[START]

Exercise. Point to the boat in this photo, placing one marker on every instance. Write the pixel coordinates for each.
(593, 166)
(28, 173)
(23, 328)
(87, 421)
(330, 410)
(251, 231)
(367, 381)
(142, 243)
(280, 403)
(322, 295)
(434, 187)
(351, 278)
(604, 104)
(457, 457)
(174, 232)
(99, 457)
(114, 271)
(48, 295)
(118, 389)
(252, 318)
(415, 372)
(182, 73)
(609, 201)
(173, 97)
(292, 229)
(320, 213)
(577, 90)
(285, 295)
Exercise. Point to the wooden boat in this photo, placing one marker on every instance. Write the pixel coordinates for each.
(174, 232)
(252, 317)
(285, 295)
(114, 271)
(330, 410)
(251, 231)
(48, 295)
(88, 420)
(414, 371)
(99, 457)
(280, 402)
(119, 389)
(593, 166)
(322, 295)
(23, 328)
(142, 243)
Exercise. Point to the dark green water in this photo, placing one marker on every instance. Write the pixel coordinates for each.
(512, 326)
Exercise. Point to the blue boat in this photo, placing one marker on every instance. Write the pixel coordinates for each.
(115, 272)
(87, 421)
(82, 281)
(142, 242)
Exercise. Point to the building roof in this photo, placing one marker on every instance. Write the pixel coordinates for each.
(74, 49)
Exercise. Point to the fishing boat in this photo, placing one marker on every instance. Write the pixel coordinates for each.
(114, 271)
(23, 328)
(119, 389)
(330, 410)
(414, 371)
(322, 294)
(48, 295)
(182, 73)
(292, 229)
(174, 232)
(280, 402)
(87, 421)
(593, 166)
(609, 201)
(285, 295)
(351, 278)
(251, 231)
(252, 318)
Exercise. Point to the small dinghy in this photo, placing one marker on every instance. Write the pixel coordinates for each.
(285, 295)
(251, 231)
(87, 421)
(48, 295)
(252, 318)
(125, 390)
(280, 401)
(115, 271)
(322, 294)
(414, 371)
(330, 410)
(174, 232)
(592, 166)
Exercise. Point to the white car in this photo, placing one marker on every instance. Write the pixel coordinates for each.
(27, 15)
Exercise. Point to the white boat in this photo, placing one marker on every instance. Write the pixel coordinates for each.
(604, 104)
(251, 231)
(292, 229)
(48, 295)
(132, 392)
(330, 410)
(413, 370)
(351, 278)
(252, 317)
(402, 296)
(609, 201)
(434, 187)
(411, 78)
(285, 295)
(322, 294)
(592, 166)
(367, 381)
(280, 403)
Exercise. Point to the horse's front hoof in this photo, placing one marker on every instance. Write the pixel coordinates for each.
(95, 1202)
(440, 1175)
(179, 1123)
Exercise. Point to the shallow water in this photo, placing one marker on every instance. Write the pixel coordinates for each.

[END]

Rescale everything from the line containing "Exercise. Point to the horse's" down through the end of the records. Write each of those lines again, including the requests, and multiply every coordinate in the answers by 1.3, rounding to whole numbers with halves rounded up.

Exercise. Point to the horse's front hoof in this photo, placing one marker on every instance. Write the pixel coordinates for each.
(124, 1563)
(572, 1528)
(233, 1460)
Exercise. Point to the shallow water in this photo, placing one marker on every instance. Write the pixel coordinates for each.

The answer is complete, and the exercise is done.